→ **Consignes**:
(a) Traduisez en anglais cette phrase du texte sur la précarité alimentaire : « L’augmentation de l’insécurité alimentaire, mesurée selon la capacité des ménages à s’alimenter quotidiennement, en quantité suffisante, est un risque réel. »
(b) Dans le texte sur la précarité alimentaire, reformulez sous forme de liste le paragraphe commençant par « Dans le contexte de dérèglement climatique » en conservant ses faits principaux.

Répondre ensemble aux enjeux d’une alimentation suffisante et de qualité pour tous : des exemples auvergnats inspirants

Par Violaine Colonna d'Istria, Chargée d’études Vulnérabilités Urbaines - 10.03.2023

L’Agence d’urbanisme et l’Union Départementale des CCAS [1] ont menés en partenariat différents travaux sur la précarité alimentaire : état des lieux de l’aide alimentaire et pistes d’amélioration, enquête auprès des CCAS, des CIAS et des recourants à l’aide alimentaire, rencontres délocalisées réunissant élus, techniciens, CCAS, CIAS et représentants du système alimentaire sur l’ensemble du territoire puydômois. A l’occasion de la restitution de ces travaux [2], des acteurs auvergnats ont été invités à présenter leurs initiatives locales en faveur d’un accès à une alimentation saine et de qualité pour tous.

L’augmentation de l’insécurité alimentaire, mesurée selon la capacité des ménages à s’alimenter quotidiennement, en quantité suffisante, est un risque réel. Pour mémoire, l’état des lieux [3] a montré qu’une personne sur cinq ayant recours à l’aide alimentaire se trouve, malgré cette aide, en situation d’insécurité alimentaire et doit régulièrement sauter des repas pour des raisons financières.

Dans le contexte de dérèglement climatique induit par les modes de vie et activités humaines, la capacité des territoires à nourrir leur population est mise en danger par différents phénomènes : la mondialisation de la production rend les territoires dépendants pour leur approvisionnement en produits alimentaires de base, les crises économique et énergétique se traduisent par une augmentation des publics précaires, et la résilience des territoires aux aléas climatiques, corrélée à la résilience alimentaire, reste à construire.

→ **Extraits de données**:
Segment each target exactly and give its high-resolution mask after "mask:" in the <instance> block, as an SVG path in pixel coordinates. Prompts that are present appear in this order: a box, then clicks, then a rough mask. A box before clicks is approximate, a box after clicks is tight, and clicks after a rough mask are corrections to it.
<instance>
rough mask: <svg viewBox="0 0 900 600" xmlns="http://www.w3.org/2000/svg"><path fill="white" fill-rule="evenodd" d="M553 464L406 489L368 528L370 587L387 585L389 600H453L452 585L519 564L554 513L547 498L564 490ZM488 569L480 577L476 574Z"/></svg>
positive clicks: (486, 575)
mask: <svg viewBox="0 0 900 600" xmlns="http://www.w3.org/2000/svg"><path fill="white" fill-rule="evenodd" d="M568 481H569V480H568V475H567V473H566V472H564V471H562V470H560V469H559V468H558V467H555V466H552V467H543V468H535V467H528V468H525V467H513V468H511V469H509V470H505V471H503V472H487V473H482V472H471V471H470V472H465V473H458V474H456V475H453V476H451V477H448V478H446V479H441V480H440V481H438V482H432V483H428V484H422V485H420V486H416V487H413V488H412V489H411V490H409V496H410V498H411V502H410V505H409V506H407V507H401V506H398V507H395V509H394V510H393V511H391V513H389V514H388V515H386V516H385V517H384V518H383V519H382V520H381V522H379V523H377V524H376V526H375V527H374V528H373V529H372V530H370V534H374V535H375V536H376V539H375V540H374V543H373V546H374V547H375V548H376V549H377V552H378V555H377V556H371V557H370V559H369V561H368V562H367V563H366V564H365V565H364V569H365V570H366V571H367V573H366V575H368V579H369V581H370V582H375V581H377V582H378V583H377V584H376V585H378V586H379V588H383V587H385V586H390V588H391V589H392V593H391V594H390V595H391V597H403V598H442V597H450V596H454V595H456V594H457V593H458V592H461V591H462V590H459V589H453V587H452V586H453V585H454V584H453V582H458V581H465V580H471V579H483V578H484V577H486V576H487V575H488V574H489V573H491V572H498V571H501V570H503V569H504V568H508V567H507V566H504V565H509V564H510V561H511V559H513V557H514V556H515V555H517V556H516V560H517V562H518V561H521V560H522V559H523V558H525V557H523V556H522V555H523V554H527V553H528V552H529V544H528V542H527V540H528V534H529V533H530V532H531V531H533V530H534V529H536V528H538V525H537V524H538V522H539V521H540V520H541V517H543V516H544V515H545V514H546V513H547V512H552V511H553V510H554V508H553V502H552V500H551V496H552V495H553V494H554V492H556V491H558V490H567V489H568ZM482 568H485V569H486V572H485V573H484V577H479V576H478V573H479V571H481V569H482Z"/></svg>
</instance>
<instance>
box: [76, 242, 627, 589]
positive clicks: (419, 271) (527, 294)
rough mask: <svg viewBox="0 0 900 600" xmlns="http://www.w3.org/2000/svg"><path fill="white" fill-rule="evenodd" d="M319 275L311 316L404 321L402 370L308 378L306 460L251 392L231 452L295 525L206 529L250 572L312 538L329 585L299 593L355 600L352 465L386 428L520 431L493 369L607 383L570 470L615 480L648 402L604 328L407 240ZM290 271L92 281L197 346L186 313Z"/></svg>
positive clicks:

→ **Réponses par numéro**:
(a) The rise in food insecurity, measured by households' ability to feed themselves every day in sufficient quantity, is a real risk.

(b)
Dans un contexte de dérèglement climatique causé par les modes de vie et les activités humaines, plusieurs phénomènes menacent la capacité des territoires à nourrir leur population :
- la mondialisation de la production, qui rend les territoires dépendants pour leur approvisionnement en produits alimentaires de base ;
- les crises économique et énergétique, qui augmentent le nombre de personnes précaires ;
- la résilience des territoires aux aléas climatiques, liée à la résilience alimentaire, qui reste à construire.